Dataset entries
----------------

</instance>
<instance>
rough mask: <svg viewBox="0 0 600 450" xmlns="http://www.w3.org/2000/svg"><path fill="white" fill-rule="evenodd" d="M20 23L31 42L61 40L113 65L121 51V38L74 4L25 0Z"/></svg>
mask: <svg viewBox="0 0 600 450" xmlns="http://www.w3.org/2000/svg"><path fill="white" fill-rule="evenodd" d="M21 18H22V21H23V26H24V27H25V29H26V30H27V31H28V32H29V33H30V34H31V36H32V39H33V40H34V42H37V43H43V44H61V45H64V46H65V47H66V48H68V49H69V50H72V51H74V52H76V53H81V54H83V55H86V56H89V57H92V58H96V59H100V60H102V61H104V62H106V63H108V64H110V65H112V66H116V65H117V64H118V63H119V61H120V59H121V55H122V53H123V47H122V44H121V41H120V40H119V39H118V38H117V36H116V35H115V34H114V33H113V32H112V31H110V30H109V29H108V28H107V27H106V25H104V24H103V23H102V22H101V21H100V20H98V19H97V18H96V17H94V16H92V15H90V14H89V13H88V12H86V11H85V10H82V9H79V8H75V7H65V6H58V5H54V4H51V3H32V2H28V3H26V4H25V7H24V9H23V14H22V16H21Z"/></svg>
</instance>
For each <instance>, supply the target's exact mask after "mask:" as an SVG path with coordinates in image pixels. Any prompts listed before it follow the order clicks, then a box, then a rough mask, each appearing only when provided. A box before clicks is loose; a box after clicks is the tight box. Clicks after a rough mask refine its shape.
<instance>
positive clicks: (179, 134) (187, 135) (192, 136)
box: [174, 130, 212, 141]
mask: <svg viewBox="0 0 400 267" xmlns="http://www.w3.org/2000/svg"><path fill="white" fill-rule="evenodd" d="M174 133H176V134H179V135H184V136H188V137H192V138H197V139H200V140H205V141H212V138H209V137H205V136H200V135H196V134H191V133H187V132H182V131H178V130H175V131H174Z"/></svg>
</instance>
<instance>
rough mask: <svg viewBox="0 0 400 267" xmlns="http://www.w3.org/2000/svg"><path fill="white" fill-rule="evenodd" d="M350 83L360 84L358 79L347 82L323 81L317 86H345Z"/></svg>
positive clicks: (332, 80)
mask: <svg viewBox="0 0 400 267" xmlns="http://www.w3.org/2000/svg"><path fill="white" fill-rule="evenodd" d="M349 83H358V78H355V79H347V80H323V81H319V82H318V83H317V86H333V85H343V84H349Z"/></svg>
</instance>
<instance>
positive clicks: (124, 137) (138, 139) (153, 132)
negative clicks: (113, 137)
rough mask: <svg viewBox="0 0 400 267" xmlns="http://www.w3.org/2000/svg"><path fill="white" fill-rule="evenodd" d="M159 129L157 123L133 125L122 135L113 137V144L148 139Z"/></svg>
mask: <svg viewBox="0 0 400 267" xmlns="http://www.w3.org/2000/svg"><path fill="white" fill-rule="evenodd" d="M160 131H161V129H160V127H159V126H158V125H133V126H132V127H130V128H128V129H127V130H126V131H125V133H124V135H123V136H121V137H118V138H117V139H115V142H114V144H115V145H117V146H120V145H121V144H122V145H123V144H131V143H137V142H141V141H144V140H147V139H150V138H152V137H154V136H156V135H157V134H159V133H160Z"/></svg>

----------------

▸ What is being asked
Retype only the lines above between the line with "positive clicks: (179, 134)" and the line with "negative clicks: (113, 137)", counting those two lines as well, and keep every character as it is.

▸ Answer box
positive clicks: (179, 134) (187, 135) (192, 136)
box: [174, 130, 212, 141]
mask: <svg viewBox="0 0 400 267" xmlns="http://www.w3.org/2000/svg"><path fill="white" fill-rule="evenodd" d="M174 133H176V134H179V135H184V136H188V137H192V138H197V139H200V140H205V141H212V138H209V137H205V136H200V135H196V134H191V133H187V132H182V131H178V130H175V131H174Z"/></svg>
</instance>
<instance>
rough mask: <svg viewBox="0 0 400 267" xmlns="http://www.w3.org/2000/svg"><path fill="white" fill-rule="evenodd" d="M350 83L360 84L358 79L347 82L323 81L317 86H345Z"/></svg>
positive clicks: (332, 80)
mask: <svg viewBox="0 0 400 267" xmlns="http://www.w3.org/2000/svg"><path fill="white" fill-rule="evenodd" d="M349 83H358V78H355V79H347V80H323V81H319V82H318V83H317V86H333V85H343V84H349Z"/></svg>
</instance>
<instance>
positive clicks: (124, 137) (138, 139) (153, 132)
negative clicks: (113, 137)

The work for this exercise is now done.